> _DATA EXTRACT_:
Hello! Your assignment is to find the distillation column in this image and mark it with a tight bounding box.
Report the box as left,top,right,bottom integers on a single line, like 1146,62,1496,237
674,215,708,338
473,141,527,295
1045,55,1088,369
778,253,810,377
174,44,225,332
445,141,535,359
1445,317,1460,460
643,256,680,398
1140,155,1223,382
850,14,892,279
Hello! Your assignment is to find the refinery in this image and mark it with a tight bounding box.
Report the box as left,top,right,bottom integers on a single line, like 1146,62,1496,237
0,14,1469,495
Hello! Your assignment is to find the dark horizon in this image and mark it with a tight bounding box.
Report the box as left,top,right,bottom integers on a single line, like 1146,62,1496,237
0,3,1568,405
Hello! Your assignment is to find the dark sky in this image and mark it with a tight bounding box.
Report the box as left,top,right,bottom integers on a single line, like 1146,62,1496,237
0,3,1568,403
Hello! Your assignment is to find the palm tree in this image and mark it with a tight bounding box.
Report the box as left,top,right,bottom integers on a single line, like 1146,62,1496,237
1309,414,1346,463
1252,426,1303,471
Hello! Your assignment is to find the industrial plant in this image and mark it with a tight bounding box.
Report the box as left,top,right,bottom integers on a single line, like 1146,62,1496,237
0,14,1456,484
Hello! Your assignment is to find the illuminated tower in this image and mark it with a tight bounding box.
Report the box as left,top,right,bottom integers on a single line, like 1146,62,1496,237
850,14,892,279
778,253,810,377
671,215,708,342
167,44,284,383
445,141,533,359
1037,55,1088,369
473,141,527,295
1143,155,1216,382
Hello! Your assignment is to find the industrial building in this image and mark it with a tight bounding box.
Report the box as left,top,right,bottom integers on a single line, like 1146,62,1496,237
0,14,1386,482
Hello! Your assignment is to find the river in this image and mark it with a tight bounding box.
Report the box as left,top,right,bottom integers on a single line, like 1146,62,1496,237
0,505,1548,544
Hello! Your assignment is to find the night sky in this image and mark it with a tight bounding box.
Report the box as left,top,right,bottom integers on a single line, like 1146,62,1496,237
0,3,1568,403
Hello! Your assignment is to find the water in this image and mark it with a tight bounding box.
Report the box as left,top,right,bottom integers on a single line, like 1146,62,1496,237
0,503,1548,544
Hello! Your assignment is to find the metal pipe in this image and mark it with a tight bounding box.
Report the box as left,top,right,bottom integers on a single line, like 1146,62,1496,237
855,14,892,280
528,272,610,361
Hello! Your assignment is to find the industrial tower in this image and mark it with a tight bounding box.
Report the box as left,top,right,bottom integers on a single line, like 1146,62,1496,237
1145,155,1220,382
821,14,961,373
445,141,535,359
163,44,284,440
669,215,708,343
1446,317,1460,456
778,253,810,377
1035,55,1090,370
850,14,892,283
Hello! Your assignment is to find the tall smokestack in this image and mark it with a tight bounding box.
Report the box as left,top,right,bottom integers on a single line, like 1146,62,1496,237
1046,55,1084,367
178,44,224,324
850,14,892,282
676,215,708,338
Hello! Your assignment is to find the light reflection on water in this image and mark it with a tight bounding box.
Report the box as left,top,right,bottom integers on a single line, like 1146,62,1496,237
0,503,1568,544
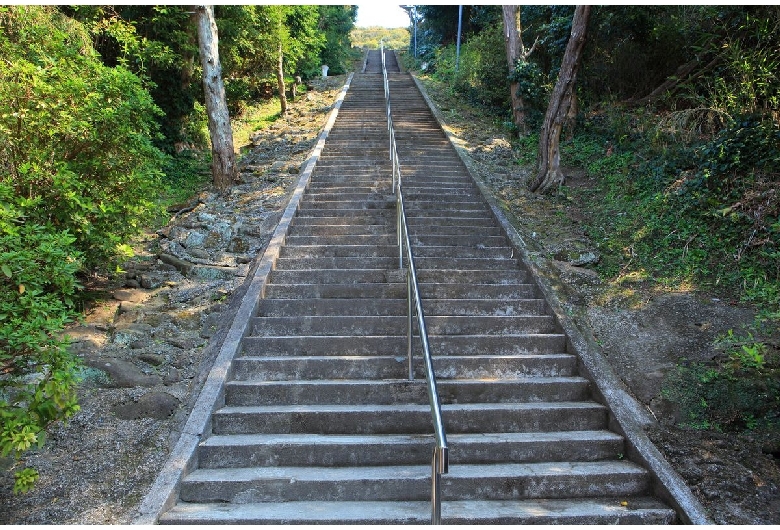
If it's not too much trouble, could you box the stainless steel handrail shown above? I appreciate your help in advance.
[380,44,449,524]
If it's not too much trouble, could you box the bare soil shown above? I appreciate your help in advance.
[0,72,780,524]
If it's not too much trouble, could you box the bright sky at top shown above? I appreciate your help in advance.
[353,2,409,28]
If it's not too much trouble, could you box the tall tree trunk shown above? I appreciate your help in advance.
[529,6,590,193]
[197,6,238,191]
[276,43,287,115]
[501,6,528,136]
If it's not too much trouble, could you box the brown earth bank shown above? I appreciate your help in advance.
[0,72,780,524]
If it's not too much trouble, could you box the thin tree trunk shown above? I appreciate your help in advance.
[501,6,530,136]
[276,43,287,116]
[197,6,238,191]
[529,6,590,193]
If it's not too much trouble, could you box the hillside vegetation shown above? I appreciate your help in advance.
[407,6,780,438]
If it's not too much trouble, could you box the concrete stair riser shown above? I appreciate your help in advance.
[235,331,574,356]
[181,462,649,503]
[199,431,624,469]
[161,497,676,525]
[213,402,606,436]
[225,377,590,406]
[233,354,577,380]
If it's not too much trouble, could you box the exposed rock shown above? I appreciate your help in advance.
[113,289,150,303]
[138,353,165,366]
[158,252,193,276]
[114,392,179,420]
[84,357,162,388]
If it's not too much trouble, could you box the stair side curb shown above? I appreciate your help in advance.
[132,72,354,525]
[409,73,714,525]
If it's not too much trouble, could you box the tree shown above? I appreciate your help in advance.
[319,5,357,75]
[196,6,238,190]
[502,6,539,136]
[529,6,590,193]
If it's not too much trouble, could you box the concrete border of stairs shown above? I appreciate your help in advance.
[133,73,354,525]
[410,74,714,525]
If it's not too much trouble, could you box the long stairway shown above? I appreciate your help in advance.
[160,52,676,524]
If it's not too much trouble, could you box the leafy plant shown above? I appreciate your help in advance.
[0,183,81,492]
[0,6,164,267]
[662,313,780,431]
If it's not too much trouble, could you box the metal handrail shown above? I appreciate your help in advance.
[380,43,449,524]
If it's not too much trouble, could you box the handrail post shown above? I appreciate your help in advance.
[406,270,414,381]
[431,446,447,524]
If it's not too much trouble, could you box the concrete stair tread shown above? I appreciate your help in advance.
[160,497,675,524]
[228,375,588,387]
[185,460,647,482]
[200,430,623,448]
[217,401,604,412]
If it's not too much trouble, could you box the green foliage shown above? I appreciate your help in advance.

> _WHAT TO WORK ON_:
Please lay out all the entries above as a numbered list, skipping any blank lines. Leave the pictures out of your answer.

> _RESULT_:
1. Hello! Your assignment is to find the distillation column in this image and mark it with a tight bounding box.
2. Report the box as left,top,right,bottom integers on a single line, like 1146,62,1496,237
3. 674,215,708,338
4. 473,141,527,295
5. 1045,55,1088,369
6. 778,253,810,377
7. 174,44,225,332
8. 445,141,535,359
9. 1445,317,1460,460
10. 643,256,680,398
11. 1140,155,1223,382
12. 850,14,892,279
13. Hello! Your assignment is to find the refinery in this image and mark it with a tight bounding box.
14. Report the box as left,top,right,bottom integers on a single line, like 1146,62,1496,237
15. 0,14,1469,495
16. Hello! Your assignment is to find the dark horizon in this image and mark it with a tight bounding box.
17. Report the box as left,top,right,bottom integers on a single line, like 1146,62,1496,237
18. 0,3,1568,405
19. Hello! Your assignment is to find the dark sky in this image and mark it with a tight bounding box.
20. Report the box as left,top,right,bottom integers on a single line, like 1146,62,1496,237
21. 0,3,1568,403
22. Hello! Your assignment is to find the palm tree in this image and mark it with a tight bounding box.
23. Report the box as left,top,right,bottom integers on a single line, like 1146,62,1496,237
24. 1309,414,1346,463
25. 1252,426,1303,471
26. Hello! Your assignment is to find the industrial plant in this image and mark it with a tight bounding box.
27. Report the box as left,top,right,bottom integers on a single line, like 1146,62,1496,237
28. 0,14,1456,484
29. Hello! Your assignment is to find the illuminated tower in this image and mark it with a tight bounding box.
30. Report the box as left,top,right,bottom integers on a single line, like 1146,62,1496,237
31. 850,14,892,279
32. 778,253,810,377
33. 671,215,708,342
34. 167,44,284,383
35. 445,141,533,359
36. 1037,55,1088,369
37. 473,141,527,295
38. 1143,155,1216,382
39. Hello! Your assignment is to find the industrial building in this image and mark it with a tight bounding box.
40. Report the box as left,top,right,bottom integers on a single line, like 1146,62,1496,237
41. 0,14,1386,482
42. Hello! Your assignment is to find the river in this image and mark it with a tight bounding box.
43. Report the box as left,top,right,bottom integers on a single line, like 1146,62,1496,237
44. 0,505,1548,544
45. Hello! Your assignment is to find the night sky in this image and mark it with a tight bounding box.
46. Report the box as left,top,right,bottom integers on a single line, like 1146,62,1496,237
47. 0,3,1568,403
48. Hello! Your assignment is to find the water in this image and mark it with a tight bounding box.
49. Report the box as left,top,right,bottom integers on a single line, like 1146,62,1496,237
50. 0,503,1548,544
51. Hello! Your assignment is to find the metal pipe in this image and mark it with a tight bounding box.
52. Report the box as left,top,right,bottom integers on a single line, like 1146,62,1496,237
53. 855,14,892,280
54. 528,272,610,361
55. Hello! Your assignment is to find the industrial tower in this image and mark it with a tight bounding box.
56. Report the box as left,top,right,bottom integers on a single line, like 1146,62,1496,237
57. 1145,155,1220,382
58. 821,14,961,373
59. 445,141,535,359
60. 163,44,284,440
61. 669,215,708,343
62. 1446,317,1460,456
63. 778,253,810,377
64. 1035,55,1090,370
65. 850,14,892,283
66. Hello! Your assignment is to find the tall smokestack in this image and mark it with a tight bounding box.
67. Report the box as left,top,right,bottom integers on a single line, like 1146,62,1496,237
68. 1046,55,1084,367
69. 178,44,224,324
70. 850,14,892,282
71. 676,215,708,338
72. Hello! Your assignment is to find the light reflection on water in this image and mark it with a tight bounding box.
73. Report the box as left,top,right,bottom integers on a single line, like 1146,62,1496,237
74. 0,503,1568,544
75. If it's not too much trouble, could you box the stainless steel handrail shown above? I appreciate your help in advance.
76. [380,44,449,524]
77. If it's not too much trouble, could you box the bare soil shown above? I appreciate your help in advance.
78. [0,72,780,524]
79. If it's not too much trouble, could you box the bright sky at top shown above? I appreciate your help in advance.
80. [353,2,409,28]
81. If it's not too much trouble, could you box the tall tree trunk shown above? I appreciate your help in advance.
82. [529,6,590,193]
83. [197,6,238,191]
84. [276,43,287,115]
85. [501,6,528,136]
86. If it's not too much trouble, could you box the brown earth bank shown above? I appreciate your help in advance.
87. [0,72,780,524]
88. If it's not too much trouble, could you box the thin tree trunk shown above? I appreciate your help in advance.
89. [501,6,530,136]
90. [276,43,287,116]
91. [197,6,238,191]
92. [529,6,590,193]
93. If it's not too much trouble, could you box the hillside vegetation shown above? I appreciate your help in advance.
94. [407,6,780,438]
95. If it's not too much trouble, could you box the concrete stair riser shown above? I appreciate your help in advance.
96. [235,331,574,356]
97. [181,462,649,503]
98. [199,431,624,469]
99. [161,497,676,525]
100. [213,402,606,436]
101. [225,377,590,406]
102. [233,354,577,380]
103. If it's not too much trouble, could you box the exposed rock shown above? I appreciate your help in advance.
104. [113,289,150,303]
105. [138,353,165,366]
106. [158,252,193,276]
107. [114,392,179,420]
108. [84,357,162,388]
109. If it's not too much trouble, could you box the stair side curb shown above? I appreciate your help in advance.
110. [132,72,354,525]
111. [409,73,714,525]
112. If it's not too much trouble, could you box the tree shown above? I appreciate your help in advance.
113. [319,5,357,75]
114. [196,6,238,190]
115. [502,6,539,136]
116. [529,6,590,193]
117. If it's not too much trouble, could you box the concrete border of stairs shown above? I appreciate your help in advance.
118. [133,73,354,525]
119. [410,74,714,525]
120. If it's not too much trouble, could you box the long stairway shown above? I appreciate your help in advance.
121. [160,52,676,524]
122. If it's not too much trouble, could you box the leafy plant shown above? I appreciate your help in advance.
123. [0,183,81,492]
124. [0,6,164,267]
125. [662,313,780,431]
126. If it's not too much trouble, could you box the metal handrail shown above? I appreciate your help in advance.
127. [380,43,449,524]
128. If it's not too much trouble, could you box the handrail post shown above? I appreciate your help in advance.
129. [406,270,414,381]
130. [431,446,447,524]
131. If it's not too much trouble, could you box the concrete stair tread shown above? I appreciate your help in advance.
132. [160,497,675,524]
133. [228,375,588,387]
134. [185,460,647,482]
135. [200,430,623,448]
136. [217,401,604,412]
137. If it's not too much trouble, could you box the green foliage shown above? I appreciate your help in advance.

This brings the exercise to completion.